◆ Opdracht 1: Haal uit de festivalrecensie hieronder letterlijk het deel dat opent met de woorden "Review: Witte MVS" en sluit met "naar binnen. Daarom.".

*** Tekstfragment ***

RHYTHM & BLUES @ THE ATTIC
Scoutszolder Wilsele - november 03, 2007

Website Org:RHYTHM & BLUES AT THE ATTIC (B)

Review: Witte MVS
Photo: Freddy B

 

De vierde uitgave was dit reeds van dit gezellige en intieme festivalletje. De tijd vliegt snel. Ik herinner me nog die blauwe maandag na het festivalweekend van Peer 2004. Zoals elk jaar probeerden we terug neer te dalen op aarde, na drie drukke festivaldagen, door middel van een portie mosselen in de tuin van het Torenhuis, onder de kerk van Peer. Mosselen schuiven nogal moeiteloos naar binnen. Daarom.

*** Gegevensregels ***

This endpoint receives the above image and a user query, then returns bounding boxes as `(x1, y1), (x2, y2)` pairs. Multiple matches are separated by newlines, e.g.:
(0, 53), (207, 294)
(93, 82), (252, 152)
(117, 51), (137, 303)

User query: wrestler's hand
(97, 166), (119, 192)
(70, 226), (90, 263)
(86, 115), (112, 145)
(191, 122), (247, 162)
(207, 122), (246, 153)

***

◆ Opdracht 2: Herschrijf de records hierboven, waarbij je "bounding boxes" vervangt door "rectangles" en verder niets verandert.

◆ Volledig antwoord 1:
Review: Witte MVS
Photo: Freddy B

 

De vierde uitgave was dit reeds van dit gezellige en intieme festivalletje. De tijd vliegt snel. Ik herinner me nog die blauwe maandag na het festivalweekend van Peer 2004. Zoals elk jaar probeerden we terug neer te dalen op aarde, na drie drukke festivaldagen, door middel van een portie mosselen in de tuin van het Torenhuis, onder de kerk van Peer. Mosselen schuiven nogal moeiteloos naar binnen. Daarom.

◆ Volledig antwoord 2:
This endpoint receives the above image and a user query, then returns rectangles as `(x1, y1), (x2, y2)` pairs. Multiple matches are separated by newlines, e.g.:
(0, 53), (207, 294)
(93, 82), (252, 152)
(117, 51), (137, 303)

User query: wrestler's hand
(97, 166), (119, 192)
(70, 226), (90, 263)
(86, 115), (112, 145)
(191, 122), (247, 162)
(207, 122), (246, 153)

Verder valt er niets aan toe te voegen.